_WHAT THE TASK ASKS:_ Return every line of the records below that contains the word "water", matching case exactly.

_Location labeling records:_
——

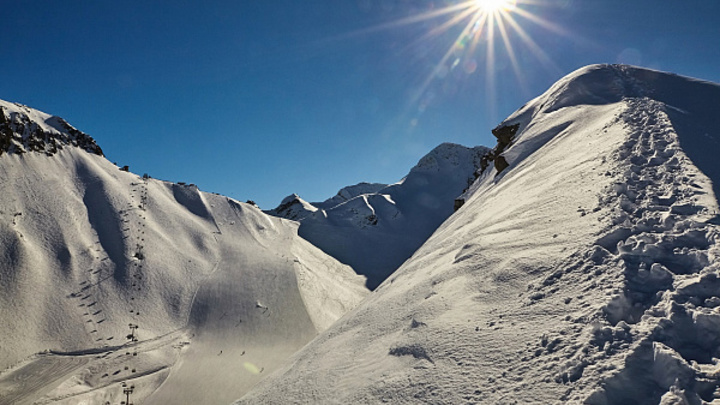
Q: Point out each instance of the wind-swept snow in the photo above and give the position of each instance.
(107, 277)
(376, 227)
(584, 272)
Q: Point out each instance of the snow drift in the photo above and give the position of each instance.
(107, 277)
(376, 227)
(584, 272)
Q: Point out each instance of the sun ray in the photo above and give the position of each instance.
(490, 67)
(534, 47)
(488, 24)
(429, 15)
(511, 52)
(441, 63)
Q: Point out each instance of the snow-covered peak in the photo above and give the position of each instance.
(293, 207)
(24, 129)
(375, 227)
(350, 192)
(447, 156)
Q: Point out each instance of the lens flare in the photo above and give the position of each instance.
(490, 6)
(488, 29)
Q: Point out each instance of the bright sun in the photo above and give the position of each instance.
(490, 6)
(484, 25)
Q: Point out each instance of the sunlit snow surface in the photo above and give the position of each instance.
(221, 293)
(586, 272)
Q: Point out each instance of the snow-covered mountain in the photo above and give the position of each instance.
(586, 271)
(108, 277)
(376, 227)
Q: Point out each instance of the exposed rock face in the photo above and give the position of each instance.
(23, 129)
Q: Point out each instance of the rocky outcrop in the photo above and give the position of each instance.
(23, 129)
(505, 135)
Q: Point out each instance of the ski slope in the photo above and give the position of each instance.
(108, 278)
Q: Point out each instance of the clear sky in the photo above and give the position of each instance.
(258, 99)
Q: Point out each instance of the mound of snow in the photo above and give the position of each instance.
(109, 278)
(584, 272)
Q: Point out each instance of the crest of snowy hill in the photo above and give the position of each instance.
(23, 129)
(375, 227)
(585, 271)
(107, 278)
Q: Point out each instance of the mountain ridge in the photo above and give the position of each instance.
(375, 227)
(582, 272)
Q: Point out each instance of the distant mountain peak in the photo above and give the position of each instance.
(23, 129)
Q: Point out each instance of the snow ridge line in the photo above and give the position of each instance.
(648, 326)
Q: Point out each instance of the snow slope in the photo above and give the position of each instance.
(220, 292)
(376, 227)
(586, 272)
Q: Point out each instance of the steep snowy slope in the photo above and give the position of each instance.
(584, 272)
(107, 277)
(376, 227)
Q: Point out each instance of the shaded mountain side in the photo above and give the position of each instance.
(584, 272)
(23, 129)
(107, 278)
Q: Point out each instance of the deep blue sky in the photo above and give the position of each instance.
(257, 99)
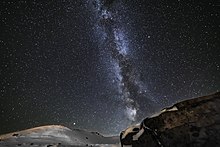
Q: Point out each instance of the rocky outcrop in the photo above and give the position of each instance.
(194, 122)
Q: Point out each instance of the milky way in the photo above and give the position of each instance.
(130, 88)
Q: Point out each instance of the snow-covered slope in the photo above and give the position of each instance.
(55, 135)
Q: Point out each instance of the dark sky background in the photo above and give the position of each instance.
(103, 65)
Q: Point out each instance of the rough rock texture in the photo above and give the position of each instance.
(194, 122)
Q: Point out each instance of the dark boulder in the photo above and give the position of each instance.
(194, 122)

——

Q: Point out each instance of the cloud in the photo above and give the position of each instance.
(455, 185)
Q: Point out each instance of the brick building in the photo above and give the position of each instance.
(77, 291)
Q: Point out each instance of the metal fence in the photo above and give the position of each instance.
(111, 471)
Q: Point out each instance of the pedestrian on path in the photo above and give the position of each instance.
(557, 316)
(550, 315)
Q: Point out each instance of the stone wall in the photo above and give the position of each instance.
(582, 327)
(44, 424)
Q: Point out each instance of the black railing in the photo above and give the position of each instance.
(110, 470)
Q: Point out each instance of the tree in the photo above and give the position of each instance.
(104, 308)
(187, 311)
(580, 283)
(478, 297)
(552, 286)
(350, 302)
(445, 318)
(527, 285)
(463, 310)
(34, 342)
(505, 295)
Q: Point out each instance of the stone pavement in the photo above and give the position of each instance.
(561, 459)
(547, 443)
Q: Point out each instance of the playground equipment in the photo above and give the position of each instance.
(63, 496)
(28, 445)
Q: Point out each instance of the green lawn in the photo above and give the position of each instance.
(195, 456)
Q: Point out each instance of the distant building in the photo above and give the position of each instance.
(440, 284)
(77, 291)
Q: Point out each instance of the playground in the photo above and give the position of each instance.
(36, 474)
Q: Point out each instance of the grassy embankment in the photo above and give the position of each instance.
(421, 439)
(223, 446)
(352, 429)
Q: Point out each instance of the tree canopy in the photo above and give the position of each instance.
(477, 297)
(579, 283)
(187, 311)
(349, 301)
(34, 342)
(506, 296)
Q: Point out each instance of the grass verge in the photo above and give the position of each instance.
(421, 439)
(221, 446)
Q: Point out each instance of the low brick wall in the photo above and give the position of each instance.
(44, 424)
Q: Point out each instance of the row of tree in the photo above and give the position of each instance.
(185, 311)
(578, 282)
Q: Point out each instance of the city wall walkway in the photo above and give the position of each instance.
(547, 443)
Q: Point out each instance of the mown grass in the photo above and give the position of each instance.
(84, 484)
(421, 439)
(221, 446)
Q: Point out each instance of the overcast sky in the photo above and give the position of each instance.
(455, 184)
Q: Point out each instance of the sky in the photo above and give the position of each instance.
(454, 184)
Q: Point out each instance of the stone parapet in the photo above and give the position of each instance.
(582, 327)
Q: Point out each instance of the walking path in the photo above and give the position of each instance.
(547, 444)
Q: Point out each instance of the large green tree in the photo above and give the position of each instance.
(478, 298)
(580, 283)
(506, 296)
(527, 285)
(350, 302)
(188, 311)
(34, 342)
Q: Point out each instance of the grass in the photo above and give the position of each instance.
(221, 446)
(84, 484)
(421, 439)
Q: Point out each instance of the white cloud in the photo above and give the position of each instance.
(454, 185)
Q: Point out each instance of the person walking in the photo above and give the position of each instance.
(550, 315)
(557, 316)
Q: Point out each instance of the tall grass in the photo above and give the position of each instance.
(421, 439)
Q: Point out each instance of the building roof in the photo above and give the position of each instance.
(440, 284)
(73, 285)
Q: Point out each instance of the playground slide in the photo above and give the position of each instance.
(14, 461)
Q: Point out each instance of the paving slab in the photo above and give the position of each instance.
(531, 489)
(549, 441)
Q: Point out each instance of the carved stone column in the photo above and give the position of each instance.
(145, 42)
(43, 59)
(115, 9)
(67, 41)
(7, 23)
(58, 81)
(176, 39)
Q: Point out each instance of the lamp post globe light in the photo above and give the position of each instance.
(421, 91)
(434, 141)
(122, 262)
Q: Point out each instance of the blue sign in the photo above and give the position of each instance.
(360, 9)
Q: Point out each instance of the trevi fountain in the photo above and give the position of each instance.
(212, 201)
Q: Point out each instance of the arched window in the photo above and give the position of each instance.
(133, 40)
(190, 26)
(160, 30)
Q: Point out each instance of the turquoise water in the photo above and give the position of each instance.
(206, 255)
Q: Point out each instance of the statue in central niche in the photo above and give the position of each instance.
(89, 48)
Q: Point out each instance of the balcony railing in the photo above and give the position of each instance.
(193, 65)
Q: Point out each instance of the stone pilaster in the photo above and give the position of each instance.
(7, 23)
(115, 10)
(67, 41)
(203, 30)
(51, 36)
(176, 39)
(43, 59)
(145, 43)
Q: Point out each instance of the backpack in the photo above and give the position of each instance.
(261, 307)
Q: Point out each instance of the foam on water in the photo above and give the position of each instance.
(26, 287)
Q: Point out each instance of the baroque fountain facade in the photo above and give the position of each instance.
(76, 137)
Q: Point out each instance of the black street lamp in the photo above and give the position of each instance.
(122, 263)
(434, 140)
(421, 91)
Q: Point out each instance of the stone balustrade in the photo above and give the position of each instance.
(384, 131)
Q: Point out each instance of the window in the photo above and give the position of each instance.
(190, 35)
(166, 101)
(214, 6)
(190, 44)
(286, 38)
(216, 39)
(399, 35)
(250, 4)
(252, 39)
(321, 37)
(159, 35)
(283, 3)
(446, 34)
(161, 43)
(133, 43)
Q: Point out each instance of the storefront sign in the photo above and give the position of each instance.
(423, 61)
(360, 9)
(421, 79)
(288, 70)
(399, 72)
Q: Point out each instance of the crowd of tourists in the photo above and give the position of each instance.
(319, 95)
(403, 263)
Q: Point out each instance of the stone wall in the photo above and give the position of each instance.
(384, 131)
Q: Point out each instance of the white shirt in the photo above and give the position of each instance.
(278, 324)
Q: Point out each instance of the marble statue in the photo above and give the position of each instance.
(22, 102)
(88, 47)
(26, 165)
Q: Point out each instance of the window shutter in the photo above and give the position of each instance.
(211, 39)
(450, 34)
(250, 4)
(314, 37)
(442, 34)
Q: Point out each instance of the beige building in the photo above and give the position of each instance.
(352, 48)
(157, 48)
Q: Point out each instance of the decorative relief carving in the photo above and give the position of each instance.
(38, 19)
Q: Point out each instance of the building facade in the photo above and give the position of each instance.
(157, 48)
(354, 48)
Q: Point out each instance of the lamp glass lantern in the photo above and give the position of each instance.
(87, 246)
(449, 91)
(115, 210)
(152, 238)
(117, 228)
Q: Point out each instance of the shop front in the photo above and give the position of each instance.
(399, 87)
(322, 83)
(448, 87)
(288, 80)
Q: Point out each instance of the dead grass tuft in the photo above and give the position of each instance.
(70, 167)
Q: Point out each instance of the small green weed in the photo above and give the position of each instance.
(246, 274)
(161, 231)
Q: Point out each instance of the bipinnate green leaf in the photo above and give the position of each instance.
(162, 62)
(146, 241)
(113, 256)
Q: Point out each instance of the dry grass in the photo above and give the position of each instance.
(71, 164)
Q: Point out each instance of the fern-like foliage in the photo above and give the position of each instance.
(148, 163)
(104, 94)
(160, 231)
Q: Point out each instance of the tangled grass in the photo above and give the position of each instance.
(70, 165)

——

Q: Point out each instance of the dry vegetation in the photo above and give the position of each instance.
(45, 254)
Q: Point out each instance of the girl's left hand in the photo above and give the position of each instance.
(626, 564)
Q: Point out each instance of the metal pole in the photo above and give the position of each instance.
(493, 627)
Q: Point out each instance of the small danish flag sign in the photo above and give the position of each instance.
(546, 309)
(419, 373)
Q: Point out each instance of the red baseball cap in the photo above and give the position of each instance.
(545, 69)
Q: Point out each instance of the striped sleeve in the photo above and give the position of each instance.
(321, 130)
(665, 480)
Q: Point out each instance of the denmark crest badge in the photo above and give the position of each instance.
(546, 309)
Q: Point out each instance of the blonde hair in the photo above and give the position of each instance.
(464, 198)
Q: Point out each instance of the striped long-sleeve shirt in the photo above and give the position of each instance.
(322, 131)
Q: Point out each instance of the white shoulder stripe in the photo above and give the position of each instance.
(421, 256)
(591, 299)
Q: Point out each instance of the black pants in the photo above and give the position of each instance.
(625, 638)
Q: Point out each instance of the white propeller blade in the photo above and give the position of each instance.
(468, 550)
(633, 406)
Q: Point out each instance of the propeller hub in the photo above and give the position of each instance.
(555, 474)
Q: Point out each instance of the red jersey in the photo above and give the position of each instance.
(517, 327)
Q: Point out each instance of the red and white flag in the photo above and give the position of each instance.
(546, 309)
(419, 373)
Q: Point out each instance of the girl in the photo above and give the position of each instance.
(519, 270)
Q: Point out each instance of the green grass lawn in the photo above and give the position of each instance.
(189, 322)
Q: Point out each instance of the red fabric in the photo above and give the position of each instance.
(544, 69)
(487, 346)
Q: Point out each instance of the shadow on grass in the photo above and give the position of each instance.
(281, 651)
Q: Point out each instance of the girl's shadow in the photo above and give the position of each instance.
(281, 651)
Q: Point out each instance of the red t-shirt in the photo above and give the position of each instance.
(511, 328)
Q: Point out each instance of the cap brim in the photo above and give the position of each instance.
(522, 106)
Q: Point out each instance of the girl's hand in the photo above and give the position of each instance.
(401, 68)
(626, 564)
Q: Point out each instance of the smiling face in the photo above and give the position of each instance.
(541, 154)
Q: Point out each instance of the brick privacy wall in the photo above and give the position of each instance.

——

_CORRECT ANSWER:_
Q: Point out each instance of the turquoise water in the photo above and give the position of each instance.
Q: Point out each instance of the foam on water in the photo above and give the position of each instance.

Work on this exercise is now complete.